*Task description*: Rewrite the items starting at the line that contains "Where can you see the string" and ending at the line that contains "column 839, row 579", with every "Target" changed to "Object" and nothing else altered. Give only those lines.

☆ ☆ ☆ ☆ ☆ ☆ ☆

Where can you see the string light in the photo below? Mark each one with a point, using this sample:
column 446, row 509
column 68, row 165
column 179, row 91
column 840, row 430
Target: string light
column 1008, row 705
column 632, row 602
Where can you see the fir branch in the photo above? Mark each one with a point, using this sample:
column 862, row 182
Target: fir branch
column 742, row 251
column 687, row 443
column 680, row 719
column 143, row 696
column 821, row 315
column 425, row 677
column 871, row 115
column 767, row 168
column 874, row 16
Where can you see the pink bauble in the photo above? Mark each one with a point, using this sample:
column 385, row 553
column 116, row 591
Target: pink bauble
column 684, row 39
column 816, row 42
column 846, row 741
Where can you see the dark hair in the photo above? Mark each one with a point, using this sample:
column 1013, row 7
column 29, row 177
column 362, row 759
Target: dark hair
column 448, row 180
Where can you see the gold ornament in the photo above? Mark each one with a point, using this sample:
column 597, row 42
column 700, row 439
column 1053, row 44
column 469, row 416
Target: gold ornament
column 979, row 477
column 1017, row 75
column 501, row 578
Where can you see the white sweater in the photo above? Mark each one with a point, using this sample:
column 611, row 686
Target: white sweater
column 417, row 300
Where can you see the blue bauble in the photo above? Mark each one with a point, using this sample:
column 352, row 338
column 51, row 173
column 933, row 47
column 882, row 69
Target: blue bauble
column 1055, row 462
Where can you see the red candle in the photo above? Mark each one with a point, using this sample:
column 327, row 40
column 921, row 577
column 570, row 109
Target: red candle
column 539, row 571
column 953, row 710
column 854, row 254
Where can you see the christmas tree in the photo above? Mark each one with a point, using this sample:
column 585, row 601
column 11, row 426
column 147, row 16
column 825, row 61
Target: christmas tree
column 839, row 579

☆ ☆ ☆ ☆ ☆ ☆ ☆

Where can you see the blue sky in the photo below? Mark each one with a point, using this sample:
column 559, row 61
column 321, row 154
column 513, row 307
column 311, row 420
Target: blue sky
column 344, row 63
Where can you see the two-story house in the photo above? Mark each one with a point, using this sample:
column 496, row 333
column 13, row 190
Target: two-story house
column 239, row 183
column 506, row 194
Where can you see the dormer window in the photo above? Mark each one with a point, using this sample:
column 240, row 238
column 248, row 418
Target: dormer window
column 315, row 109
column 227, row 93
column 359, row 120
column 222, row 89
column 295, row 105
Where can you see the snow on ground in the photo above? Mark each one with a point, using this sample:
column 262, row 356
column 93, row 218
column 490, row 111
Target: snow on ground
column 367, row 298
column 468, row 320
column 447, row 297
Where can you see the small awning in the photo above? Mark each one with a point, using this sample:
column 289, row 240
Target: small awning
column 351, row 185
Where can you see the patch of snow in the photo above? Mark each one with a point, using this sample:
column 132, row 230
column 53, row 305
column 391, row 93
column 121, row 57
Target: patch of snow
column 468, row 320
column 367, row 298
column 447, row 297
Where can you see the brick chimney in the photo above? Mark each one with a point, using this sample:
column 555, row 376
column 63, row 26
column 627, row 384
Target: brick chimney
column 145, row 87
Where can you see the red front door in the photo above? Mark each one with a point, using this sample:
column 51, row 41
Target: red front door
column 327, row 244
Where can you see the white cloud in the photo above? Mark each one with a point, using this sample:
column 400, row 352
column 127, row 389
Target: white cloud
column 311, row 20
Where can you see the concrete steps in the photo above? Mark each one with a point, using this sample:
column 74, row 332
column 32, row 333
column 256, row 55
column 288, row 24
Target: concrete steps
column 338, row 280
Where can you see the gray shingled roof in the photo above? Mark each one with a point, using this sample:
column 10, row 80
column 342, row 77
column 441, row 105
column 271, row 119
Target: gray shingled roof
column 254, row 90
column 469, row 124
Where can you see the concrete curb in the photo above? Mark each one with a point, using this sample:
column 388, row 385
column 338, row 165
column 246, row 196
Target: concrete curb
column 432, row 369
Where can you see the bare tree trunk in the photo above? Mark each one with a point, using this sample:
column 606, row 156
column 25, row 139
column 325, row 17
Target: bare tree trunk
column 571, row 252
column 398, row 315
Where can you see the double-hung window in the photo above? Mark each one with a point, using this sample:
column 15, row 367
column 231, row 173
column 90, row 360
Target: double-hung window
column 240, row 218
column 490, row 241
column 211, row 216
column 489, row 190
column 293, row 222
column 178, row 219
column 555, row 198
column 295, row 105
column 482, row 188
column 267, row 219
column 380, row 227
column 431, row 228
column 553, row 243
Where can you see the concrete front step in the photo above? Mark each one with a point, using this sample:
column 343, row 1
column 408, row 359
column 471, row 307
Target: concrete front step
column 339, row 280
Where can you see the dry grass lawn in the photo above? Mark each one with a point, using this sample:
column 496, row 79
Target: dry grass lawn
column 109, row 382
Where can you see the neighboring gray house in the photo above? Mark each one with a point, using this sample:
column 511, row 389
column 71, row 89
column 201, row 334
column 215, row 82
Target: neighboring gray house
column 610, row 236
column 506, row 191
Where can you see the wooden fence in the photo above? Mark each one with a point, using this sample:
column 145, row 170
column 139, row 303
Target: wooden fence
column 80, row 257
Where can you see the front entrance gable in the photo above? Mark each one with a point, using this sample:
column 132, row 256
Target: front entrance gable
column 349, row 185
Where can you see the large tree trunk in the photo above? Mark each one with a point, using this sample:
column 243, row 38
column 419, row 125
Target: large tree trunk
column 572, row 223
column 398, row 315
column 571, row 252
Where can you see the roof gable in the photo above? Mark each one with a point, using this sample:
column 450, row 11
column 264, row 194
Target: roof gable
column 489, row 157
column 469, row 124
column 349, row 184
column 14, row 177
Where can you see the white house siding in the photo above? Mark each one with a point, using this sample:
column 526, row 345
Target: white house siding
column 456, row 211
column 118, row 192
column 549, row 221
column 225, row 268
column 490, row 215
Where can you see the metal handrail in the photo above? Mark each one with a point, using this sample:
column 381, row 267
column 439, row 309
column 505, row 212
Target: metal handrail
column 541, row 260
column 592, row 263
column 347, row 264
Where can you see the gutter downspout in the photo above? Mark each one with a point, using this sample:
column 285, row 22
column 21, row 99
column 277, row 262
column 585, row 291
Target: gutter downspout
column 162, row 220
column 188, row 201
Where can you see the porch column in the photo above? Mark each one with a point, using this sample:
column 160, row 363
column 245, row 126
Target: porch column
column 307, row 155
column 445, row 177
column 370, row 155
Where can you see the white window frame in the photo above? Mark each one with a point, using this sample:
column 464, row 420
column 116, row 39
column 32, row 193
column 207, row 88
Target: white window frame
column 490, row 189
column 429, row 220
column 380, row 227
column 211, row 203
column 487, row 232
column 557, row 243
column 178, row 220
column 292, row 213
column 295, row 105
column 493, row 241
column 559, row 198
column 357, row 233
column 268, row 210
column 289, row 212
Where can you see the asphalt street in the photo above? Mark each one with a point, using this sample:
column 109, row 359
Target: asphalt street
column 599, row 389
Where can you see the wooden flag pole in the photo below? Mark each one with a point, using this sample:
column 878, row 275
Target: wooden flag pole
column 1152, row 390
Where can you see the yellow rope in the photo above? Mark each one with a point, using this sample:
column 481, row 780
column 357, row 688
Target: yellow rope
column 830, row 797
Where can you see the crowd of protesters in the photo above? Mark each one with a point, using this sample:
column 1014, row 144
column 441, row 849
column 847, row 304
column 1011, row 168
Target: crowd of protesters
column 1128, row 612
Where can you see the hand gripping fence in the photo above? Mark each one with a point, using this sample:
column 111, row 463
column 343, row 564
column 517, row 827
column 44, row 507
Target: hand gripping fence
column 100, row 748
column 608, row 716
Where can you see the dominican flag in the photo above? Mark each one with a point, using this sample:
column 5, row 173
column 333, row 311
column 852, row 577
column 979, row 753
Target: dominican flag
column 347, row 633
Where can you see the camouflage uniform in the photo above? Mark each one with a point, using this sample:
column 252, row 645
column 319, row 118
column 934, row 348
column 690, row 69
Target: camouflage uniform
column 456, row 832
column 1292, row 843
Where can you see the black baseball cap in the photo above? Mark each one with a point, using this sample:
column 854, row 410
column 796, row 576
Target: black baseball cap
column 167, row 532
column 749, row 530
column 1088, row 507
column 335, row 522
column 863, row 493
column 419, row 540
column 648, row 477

☆ ☆ ☆ ☆ ☆ ☆ ☆

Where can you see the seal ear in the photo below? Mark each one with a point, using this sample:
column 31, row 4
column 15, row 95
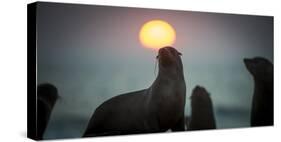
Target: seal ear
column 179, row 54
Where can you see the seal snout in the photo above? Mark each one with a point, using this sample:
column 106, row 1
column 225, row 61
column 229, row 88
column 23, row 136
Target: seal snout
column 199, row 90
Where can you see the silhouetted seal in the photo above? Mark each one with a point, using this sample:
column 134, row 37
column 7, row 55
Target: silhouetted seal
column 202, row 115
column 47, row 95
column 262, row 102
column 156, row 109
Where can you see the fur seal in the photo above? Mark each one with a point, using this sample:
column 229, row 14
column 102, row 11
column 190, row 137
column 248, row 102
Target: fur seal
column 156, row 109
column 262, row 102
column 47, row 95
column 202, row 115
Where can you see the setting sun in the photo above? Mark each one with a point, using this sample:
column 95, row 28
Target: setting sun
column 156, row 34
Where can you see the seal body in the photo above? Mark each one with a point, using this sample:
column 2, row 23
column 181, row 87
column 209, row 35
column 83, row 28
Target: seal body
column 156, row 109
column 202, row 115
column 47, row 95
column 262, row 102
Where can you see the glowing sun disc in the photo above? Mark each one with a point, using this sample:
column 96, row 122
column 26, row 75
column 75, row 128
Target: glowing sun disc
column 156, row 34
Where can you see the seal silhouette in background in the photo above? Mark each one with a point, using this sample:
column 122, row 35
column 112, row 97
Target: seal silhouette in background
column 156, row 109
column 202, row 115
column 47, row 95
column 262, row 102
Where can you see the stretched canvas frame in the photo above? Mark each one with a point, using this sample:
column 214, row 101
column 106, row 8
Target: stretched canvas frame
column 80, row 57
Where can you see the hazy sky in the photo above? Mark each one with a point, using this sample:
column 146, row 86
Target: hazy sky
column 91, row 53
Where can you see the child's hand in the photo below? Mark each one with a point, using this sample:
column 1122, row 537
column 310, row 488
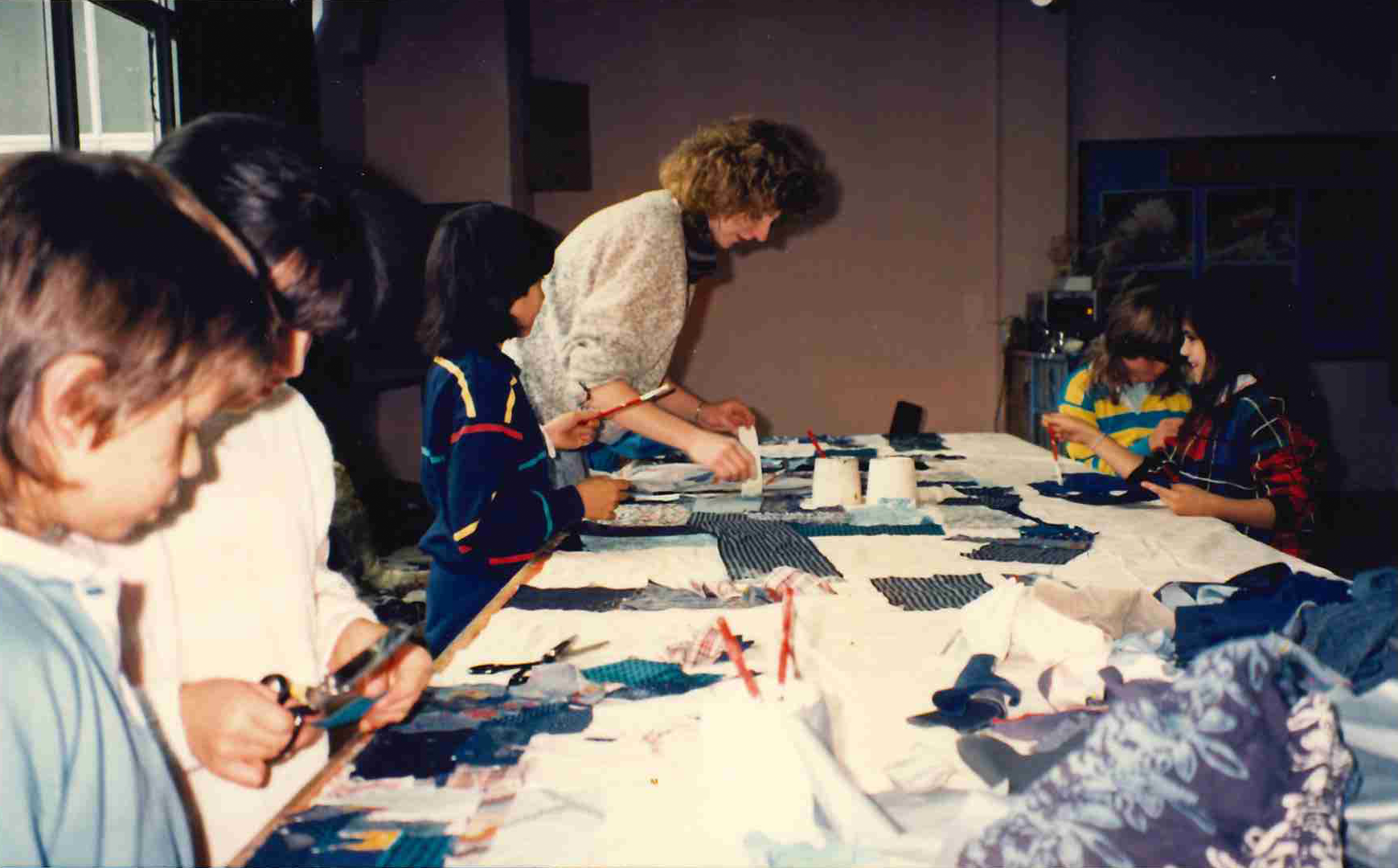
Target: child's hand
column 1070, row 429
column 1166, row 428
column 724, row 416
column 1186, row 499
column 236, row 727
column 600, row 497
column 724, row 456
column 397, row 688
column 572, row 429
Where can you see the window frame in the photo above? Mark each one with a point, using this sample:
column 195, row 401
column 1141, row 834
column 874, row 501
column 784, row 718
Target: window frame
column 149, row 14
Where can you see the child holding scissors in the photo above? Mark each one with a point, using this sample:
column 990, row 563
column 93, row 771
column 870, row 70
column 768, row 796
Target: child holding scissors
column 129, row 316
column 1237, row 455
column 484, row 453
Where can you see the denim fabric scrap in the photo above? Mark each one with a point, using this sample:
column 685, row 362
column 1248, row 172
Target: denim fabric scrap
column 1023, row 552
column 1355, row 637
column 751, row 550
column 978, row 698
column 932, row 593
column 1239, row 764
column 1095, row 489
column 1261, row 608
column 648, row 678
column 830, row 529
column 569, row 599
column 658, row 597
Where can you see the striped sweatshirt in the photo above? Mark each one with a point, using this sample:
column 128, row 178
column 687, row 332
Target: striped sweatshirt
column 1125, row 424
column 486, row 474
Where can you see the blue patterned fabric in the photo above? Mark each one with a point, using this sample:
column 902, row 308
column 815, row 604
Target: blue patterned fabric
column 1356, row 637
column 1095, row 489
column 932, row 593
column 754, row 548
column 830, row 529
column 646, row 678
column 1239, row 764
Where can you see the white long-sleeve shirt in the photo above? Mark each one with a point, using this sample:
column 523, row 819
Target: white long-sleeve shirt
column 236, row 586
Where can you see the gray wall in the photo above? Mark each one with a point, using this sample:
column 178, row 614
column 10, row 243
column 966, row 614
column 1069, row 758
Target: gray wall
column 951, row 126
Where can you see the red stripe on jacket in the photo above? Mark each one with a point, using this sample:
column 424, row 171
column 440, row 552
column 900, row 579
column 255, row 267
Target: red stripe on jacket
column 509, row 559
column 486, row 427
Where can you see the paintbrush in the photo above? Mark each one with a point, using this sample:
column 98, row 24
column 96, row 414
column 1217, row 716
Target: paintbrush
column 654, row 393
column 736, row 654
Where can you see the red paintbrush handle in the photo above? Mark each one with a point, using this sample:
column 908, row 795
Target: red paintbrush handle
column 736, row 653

☆ ☆ ☆ ☆ ☆ ☆ ☆

*Full output*:
Where can you see the string light in the photo below? Mark each one with a point, using this sample:
column 446, row 509
column 68, row 165
column 179, row 91
column 840, row 430
Object: string light
column 1008, row 705
column 632, row 602
Where can you see the fir branch in the photo above? Mark each one with a point, using this sample:
column 862, row 182
Object: fir branch
column 742, row 251
column 687, row 443
column 680, row 719
column 143, row 696
column 821, row 315
column 425, row 677
column 871, row 115
column 767, row 168
column 874, row 16
Where can you see the pink bauble in the photo above? Mark each one with a point, using this sample:
column 385, row 553
column 116, row 591
Object: pink bauble
column 684, row 39
column 816, row 42
column 846, row 741
Where can you see the dark hair in the photo above? Mark each one with a point, using this sample:
column 1013, row 7
column 29, row 177
column 362, row 759
Object: dark hair
column 448, row 180
Where can you see the gold ornament in the photo above? Mark each one with a point, using this sample:
column 597, row 42
column 700, row 439
column 1053, row 44
column 469, row 416
Object: gold ornament
column 979, row 477
column 1017, row 75
column 501, row 578
Where can you see the white sweater in the photo above? Mark each one with a point, using this sample:
column 611, row 686
Object: white sweater
column 417, row 300
Where can you see the blue bauble in the photo above? Mark each one with a point, using this sample:
column 352, row 338
column 51, row 173
column 933, row 47
column 882, row 69
Object: blue bauble
column 1055, row 462
Where can you see the red candle in the photo above? Mark each one with a point, using this sample:
column 327, row 40
column 921, row 577
column 570, row 109
Object: red candle
column 539, row 571
column 953, row 710
column 854, row 254
Where can you see the christmas tree in the photo above? Mark each one with a point, using this sample:
column 585, row 601
column 11, row 426
column 147, row 16
column 825, row 61
Object: christmas tree
column 839, row 579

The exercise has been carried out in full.